* _Task instructions_:
Every entry here needs to be repeated exactly.

• • • •

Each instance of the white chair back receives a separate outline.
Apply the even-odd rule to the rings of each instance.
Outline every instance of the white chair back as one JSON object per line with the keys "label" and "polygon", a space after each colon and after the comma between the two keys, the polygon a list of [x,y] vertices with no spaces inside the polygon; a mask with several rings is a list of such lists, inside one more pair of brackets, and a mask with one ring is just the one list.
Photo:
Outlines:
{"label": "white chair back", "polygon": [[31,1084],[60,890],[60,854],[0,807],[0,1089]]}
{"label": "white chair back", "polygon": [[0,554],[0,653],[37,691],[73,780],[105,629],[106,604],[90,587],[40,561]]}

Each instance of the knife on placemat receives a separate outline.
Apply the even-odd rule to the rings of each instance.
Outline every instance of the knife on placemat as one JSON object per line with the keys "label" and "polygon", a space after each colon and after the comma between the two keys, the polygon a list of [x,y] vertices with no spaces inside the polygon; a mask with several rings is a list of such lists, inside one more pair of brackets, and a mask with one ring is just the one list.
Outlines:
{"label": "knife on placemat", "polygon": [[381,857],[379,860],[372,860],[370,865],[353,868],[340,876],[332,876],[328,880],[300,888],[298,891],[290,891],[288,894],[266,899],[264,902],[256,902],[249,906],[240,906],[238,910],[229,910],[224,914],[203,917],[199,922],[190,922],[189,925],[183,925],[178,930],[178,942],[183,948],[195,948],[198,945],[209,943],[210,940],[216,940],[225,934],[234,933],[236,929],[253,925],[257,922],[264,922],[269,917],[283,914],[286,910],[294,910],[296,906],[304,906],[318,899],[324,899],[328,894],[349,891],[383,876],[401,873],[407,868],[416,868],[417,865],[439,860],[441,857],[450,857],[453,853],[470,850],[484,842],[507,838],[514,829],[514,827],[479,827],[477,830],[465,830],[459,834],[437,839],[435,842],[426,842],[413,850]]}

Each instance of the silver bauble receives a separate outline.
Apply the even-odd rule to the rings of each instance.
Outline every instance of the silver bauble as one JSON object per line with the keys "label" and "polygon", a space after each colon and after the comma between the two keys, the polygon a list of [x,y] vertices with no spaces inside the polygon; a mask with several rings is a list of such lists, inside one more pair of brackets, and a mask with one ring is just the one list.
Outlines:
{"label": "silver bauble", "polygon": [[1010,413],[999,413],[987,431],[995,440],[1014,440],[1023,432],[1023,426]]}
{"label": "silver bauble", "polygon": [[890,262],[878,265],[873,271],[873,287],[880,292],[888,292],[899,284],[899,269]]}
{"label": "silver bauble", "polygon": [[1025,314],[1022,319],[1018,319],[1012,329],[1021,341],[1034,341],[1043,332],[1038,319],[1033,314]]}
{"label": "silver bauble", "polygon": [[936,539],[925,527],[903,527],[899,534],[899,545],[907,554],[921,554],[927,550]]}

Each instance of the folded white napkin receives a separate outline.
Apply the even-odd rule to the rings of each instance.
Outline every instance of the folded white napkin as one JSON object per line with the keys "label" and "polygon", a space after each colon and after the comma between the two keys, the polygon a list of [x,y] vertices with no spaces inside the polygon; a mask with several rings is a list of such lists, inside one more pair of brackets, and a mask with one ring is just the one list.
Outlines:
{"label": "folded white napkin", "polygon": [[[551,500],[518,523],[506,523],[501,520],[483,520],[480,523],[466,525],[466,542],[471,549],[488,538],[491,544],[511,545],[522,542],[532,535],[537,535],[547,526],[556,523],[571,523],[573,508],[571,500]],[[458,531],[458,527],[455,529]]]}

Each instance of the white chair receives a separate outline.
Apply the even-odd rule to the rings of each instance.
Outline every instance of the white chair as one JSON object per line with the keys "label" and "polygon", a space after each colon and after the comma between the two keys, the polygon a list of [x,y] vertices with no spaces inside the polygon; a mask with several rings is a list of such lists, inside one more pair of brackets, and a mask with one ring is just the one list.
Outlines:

• • • •

* _The result_:
Each instance of the white chair back receives a separate outline.
Apply the even-odd rule to the rings of each instance.
Outline every instance of the white chair back as one JSON object per line with the keys "label" and "polygon", a space after each colon and after the comma between the two keys, the polygon a list of [x,y] vertices with no spaces inside the polygon; a mask with several rings is a list of such lists, inside one more pair of brackets, and a mask with one ring is just the one list.
Photo:
Outlines:
{"label": "white chair back", "polygon": [[31,1084],[60,890],[60,854],[0,807],[0,1089]]}
{"label": "white chair back", "polygon": [[0,554],[0,653],[37,691],[73,780],[105,629],[106,604],[90,587],[40,561]]}

Each instance of the knife on placemat receives a separate outline.
Apply the even-odd rule to the rings of each instance.
Outline every instance of the knife on placemat as one JSON object per line with the keys "label" and "polygon", a space after each colon and after the comma between the two keys, the polygon a list of [x,y] vertices with no spaces inside the polygon; a mask with several rings is a list of such lists, inside one more pair of brackets, and a mask with one ring is just the one list.
Outlines:
{"label": "knife on placemat", "polygon": [[381,857],[379,860],[372,860],[370,865],[353,868],[340,876],[332,876],[328,880],[300,888],[298,891],[290,891],[288,894],[266,899],[264,902],[256,902],[249,906],[240,906],[238,910],[229,910],[224,914],[203,917],[199,922],[190,922],[189,925],[183,925],[178,930],[178,942],[183,948],[195,948],[198,945],[209,943],[210,940],[216,940],[225,934],[234,933],[236,929],[253,925],[257,922],[264,922],[269,917],[283,914],[286,910],[294,910],[296,906],[304,906],[318,899],[324,899],[328,894],[349,891],[383,876],[401,873],[407,868],[416,868],[417,865],[439,860],[441,857],[450,857],[453,853],[470,850],[484,842],[507,838],[514,829],[514,827],[479,827],[477,830],[465,830],[459,834],[437,839],[435,842],[426,842],[413,850]]}

Each instance of the silver bauble receives a separate outline.
Apply the even-odd rule to the rings of each instance.
Outline every instance of the silver bauble as one JSON object per line with the keys "label" and "polygon", a space after each colon and after the comma between the two keys, the polygon a list of [x,y] vertices with no spaces inside the polygon; a mask with several rings is a list of such lists, inside one more pair of brackets, and a mask with one ring is just the one list.
Outlines:
{"label": "silver bauble", "polygon": [[1010,413],[999,413],[987,431],[995,440],[1014,440],[1023,432],[1023,426]]}
{"label": "silver bauble", "polygon": [[890,262],[878,265],[873,271],[873,287],[880,292],[888,292],[899,284],[899,269]]}
{"label": "silver bauble", "polygon": [[1025,314],[1022,319],[1018,319],[1012,329],[1021,341],[1034,341],[1043,332],[1038,319],[1033,314]]}
{"label": "silver bauble", "polygon": [[936,539],[925,527],[903,527],[899,534],[899,545],[907,554],[921,554],[927,550]]}

Each instance of the folded white napkin receives a separate outline.
Apply the even-odd rule to the rings of each instance.
Outline every instance of the folded white napkin as one JSON object per line with the keys "label" and "polygon", a space after each colon and after the comma between the two keys, the polygon a list of [x,y] vertices with no spaces inside the polygon; a mask with several rings is a list of such lists, inside one more pair of brackets, and a mask with one ring is just the one list.
Outlines:
{"label": "folded white napkin", "polygon": [[[551,500],[518,523],[506,523],[501,520],[483,520],[480,523],[466,525],[466,542],[471,549],[488,538],[491,544],[511,545],[522,542],[532,535],[537,535],[547,526],[556,523],[571,523],[573,508],[571,500]],[[458,531],[458,527],[455,529]]]}

Each instance of the white chair receives a separate outline.
Apply the even-odd rule to the rings of each instance.
Outline every instance of the white chair as one JSON object per line with the keys "label" and "polygon", a space after each colon and after the comma between the two keys, the polygon a list of [x,y] vertices with no spaces inside the polygon; a mask with several rings is a list of such lists, inside one more pair of brackets, and a mask with one ring is just the one list.
Outlines:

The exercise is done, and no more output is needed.